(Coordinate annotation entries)
-*-*-
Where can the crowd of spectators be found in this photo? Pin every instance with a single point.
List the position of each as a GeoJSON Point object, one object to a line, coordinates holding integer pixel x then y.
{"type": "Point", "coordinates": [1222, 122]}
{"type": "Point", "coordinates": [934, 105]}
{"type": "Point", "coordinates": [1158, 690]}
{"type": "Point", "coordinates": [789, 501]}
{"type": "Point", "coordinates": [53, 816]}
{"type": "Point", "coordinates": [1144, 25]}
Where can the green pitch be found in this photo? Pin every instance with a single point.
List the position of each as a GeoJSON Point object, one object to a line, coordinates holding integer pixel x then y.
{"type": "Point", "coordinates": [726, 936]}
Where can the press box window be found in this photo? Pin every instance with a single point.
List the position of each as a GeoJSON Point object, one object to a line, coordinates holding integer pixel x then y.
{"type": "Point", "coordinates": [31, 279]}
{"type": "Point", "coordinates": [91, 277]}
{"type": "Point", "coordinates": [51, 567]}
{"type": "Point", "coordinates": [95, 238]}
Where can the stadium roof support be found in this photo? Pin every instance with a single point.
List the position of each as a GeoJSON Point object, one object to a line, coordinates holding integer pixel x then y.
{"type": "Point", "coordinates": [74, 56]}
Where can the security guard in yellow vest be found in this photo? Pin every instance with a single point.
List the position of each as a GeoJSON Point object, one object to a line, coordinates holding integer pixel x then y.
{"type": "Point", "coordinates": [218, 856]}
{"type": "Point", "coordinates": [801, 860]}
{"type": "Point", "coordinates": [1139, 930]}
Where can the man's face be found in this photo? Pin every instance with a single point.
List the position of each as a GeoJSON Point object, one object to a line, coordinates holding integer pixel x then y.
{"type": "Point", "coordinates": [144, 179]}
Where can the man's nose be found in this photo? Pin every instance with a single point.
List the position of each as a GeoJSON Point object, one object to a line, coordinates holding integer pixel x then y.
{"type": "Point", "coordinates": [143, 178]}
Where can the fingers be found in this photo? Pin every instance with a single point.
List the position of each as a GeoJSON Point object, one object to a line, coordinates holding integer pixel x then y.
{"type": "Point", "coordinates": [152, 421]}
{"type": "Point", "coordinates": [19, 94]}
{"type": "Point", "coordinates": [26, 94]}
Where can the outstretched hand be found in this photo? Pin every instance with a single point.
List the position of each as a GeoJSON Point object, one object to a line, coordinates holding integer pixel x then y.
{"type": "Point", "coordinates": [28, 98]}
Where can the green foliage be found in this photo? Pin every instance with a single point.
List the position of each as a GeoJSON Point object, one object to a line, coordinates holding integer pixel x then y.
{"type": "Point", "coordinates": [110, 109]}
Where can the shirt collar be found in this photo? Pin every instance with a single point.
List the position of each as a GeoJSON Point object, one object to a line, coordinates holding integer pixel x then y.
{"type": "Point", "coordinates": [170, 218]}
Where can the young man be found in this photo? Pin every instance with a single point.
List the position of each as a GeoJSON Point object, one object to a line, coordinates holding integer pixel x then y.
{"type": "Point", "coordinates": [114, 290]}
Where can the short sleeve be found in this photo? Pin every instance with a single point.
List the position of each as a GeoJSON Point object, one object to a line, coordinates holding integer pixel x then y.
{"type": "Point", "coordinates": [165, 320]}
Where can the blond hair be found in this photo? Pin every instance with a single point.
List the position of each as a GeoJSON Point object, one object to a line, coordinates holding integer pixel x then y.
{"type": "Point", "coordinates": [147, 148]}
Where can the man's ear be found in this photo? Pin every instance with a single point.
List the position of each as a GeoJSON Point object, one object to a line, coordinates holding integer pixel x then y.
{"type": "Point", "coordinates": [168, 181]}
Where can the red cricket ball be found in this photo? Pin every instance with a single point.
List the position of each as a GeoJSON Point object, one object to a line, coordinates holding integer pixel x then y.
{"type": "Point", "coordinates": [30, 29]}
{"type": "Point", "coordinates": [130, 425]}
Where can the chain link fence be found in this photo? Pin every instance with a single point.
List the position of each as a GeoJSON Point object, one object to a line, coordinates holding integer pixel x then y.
-*-*-
### Aim
Transcribe the records above exactly as they appear.

### Result below
Where can the crowd of spectators be found in this photo? Pin every instance with a single point.
List the position of each as a GeoJSON Point object, one object to a line, coordinates holding integer pixel x then y.
{"type": "Point", "coordinates": [1222, 122]}
{"type": "Point", "coordinates": [934, 105]}
{"type": "Point", "coordinates": [1158, 690]}
{"type": "Point", "coordinates": [789, 501]}
{"type": "Point", "coordinates": [53, 816]}
{"type": "Point", "coordinates": [1144, 25]}
Where can the green pitch be found in this photo? Pin every instance with a single point.
List the position of each as a GeoJSON Point object, one object to a line, coordinates holding integer pixel x then y.
{"type": "Point", "coordinates": [726, 936]}
Where can the press box window be found in this photo? Pin every instance with a single point.
List the position of each as a GeoJSON Point object, one object to a line, coordinates holding integer pixel x then y.
{"type": "Point", "coordinates": [31, 279]}
{"type": "Point", "coordinates": [91, 277]}
{"type": "Point", "coordinates": [51, 567]}
{"type": "Point", "coordinates": [95, 238]}
Where can the stadium roof support be found in this photo? Pin every instance with a single point.
List the position of each as a GeoJSON Point object, one object to a line, coordinates holding integer pixel x then y.
{"type": "Point", "coordinates": [74, 56]}
Where can the security guard in yellow vest be found in this photo? Pin every instance with a single point.
List the position of each as a GeoJSON Point object, one object to a line, coordinates holding integer pixel x then y.
{"type": "Point", "coordinates": [218, 856]}
{"type": "Point", "coordinates": [801, 860]}
{"type": "Point", "coordinates": [1139, 930]}
Where can the man's face be found in this photo? Pin every instance with a single point.
List the position of each as a GeoJSON Point object, one object to a line, coordinates holding integer pixel x then y.
{"type": "Point", "coordinates": [144, 179]}
Where can the man's nose be found in this photo? Pin every instance with a single point.
List the position of each as a GeoJSON Point object, one object to a line, coordinates holding integer pixel x then y.
{"type": "Point", "coordinates": [143, 178]}
Where can the fingers be found in this photo? Pin every instance with a single point.
List the position of each as a GeoJSON Point object, one object to a line, coordinates holding integer pixel x then y.
{"type": "Point", "coordinates": [152, 421]}
{"type": "Point", "coordinates": [19, 94]}
{"type": "Point", "coordinates": [26, 94]}
Where can the outstretched hand be found in this photo? Pin every instance with a single point.
List the position of each as a GeoJSON Point object, one object to a line, coordinates holding integer pixel x then y.
{"type": "Point", "coordinates": [28, 98]}
Where can the green foliage be found in this photo? Pin every instance with a single point.
List the position of each as a GeoJSON Point object, one object to a line, coordinates holding integer pixel x then y.
{"type": "Point", "coordinates": [110, 109]}
Where can the shirt collar be found in this photo? Pin every instance with a single point.
List the position of each as a GeoJSON Point object, one object to a line, coordinates holding integer pixel x then y.
{"type": "Point", "coordinates": [170, 218]}
Where can the young man be found in this photo? Pin every instance with a single point.
List the position of each as a GeoJSON Point object, one object to a line, coordinates holding integer pixel x then y.
{"type": "Point", "coordinates": [114, 290]}
Where can the short sleeve be found in this photo? Pin every instance with a single point.
List the position of each as a GeoJSON Point object, one object to a line, coordinates holding integer pixel x then y.
{"type": "Point", "coordinates": [165, 320]}
Where can the blond hair be found in this photo? Pin every instance with a single point.
List the position of each as a GeoJSON Point object, one object to a line, coordinates holding integer pixel x then y.
{"type": "Point", "coordinates": [147, 148]}
Where can the man's ear be found in this photo? Pin every instance with a single point.
List the position of each as a GeoJSON Point object, one object to a line, coordinates holding integer pixel x then y.
{"type": "Point", "coordinates": [168, 181]}
Where can the red cricket ball be found in this photo? Pin every instance with a single point.
List the position of each as a GeoJSON Point object, one object to a line, coordinates holding integer pixel x then y.
{"type": "Point", "coordinates": [30, 29]}
{"type": "Point", "coordinates": [130, 425]}
Where can the chain link fence be found in this photo? Pin every instance with a single point.
List the position of each as a GeoJSON Point object, one object to a line, coordinates holding integer pixel x then y.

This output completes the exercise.